* [Your goal]:
Looking through the data, please report how many lines contain the string "boat", giving nothing but the number.

* [Input for this task]:
□ □ □ □

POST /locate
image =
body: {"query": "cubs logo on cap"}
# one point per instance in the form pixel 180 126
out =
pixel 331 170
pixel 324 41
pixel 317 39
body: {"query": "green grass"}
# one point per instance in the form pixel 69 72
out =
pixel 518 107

□ □ □ □

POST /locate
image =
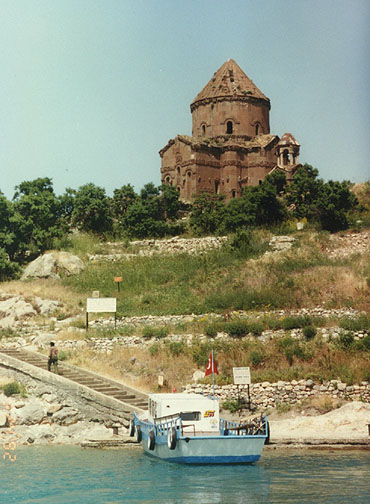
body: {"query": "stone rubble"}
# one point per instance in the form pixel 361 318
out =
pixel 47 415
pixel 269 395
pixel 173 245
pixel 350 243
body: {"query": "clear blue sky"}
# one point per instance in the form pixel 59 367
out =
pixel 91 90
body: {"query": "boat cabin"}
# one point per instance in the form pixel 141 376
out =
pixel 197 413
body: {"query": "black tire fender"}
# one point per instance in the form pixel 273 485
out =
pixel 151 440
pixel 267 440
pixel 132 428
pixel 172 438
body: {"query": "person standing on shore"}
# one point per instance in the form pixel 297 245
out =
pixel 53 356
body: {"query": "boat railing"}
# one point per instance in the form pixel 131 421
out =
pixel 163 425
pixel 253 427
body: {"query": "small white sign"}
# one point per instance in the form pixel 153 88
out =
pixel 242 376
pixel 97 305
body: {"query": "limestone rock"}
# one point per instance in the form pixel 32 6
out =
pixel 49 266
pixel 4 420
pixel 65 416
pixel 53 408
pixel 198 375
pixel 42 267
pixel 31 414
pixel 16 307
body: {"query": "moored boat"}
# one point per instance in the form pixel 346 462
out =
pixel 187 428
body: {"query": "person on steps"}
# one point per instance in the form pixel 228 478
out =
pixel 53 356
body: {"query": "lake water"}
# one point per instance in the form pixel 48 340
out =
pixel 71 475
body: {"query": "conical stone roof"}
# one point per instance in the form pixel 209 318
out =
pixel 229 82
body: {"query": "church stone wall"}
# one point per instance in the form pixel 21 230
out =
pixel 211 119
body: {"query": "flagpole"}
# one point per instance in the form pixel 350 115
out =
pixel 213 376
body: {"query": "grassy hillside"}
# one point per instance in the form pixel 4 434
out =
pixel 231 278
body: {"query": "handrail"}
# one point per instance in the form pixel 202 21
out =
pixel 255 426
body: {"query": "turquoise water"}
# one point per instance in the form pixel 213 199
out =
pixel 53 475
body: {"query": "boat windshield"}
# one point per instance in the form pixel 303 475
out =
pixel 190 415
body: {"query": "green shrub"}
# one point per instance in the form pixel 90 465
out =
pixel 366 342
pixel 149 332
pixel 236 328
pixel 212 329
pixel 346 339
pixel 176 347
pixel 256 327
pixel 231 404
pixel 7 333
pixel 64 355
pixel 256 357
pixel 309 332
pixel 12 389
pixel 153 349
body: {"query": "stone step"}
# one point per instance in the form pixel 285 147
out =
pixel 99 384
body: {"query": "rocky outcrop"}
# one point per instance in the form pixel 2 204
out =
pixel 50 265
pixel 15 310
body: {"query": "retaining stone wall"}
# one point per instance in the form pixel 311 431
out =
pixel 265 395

□ □ □ □

* [Problem solution]:
4